MATERIAL PROVIDED
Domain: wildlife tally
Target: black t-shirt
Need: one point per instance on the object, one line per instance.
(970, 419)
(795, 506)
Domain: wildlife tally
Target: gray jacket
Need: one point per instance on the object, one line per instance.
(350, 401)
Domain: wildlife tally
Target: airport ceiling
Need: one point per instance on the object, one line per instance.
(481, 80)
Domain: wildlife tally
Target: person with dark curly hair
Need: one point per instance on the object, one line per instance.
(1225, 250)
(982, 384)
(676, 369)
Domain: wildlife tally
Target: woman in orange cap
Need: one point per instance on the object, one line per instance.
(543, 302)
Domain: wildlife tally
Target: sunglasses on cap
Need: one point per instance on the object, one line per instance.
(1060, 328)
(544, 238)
---
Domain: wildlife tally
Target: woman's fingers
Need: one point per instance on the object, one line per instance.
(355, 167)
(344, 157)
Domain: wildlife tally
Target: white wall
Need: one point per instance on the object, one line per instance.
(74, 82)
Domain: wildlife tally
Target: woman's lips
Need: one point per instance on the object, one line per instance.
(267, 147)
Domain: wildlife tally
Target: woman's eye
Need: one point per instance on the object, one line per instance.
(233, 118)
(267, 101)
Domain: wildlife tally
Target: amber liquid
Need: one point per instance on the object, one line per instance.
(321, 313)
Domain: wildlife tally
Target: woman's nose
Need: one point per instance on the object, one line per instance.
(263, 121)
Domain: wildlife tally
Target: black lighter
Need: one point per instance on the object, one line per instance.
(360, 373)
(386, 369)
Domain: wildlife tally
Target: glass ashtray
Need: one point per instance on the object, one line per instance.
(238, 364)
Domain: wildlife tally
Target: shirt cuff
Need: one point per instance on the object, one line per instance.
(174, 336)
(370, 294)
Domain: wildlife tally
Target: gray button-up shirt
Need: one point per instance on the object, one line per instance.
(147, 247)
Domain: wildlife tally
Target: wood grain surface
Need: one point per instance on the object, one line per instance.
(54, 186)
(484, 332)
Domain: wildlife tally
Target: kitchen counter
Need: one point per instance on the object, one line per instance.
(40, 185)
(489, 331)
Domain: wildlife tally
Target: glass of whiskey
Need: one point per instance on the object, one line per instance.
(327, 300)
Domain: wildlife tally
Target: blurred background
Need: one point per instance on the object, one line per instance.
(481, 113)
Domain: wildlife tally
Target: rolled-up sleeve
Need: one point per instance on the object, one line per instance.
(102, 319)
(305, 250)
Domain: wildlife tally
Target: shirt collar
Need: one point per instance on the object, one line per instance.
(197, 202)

TASK BRIEF
Count the lines in the items above that contain the word "black". Reply with the number alone.

CORRECT RESPONSE
2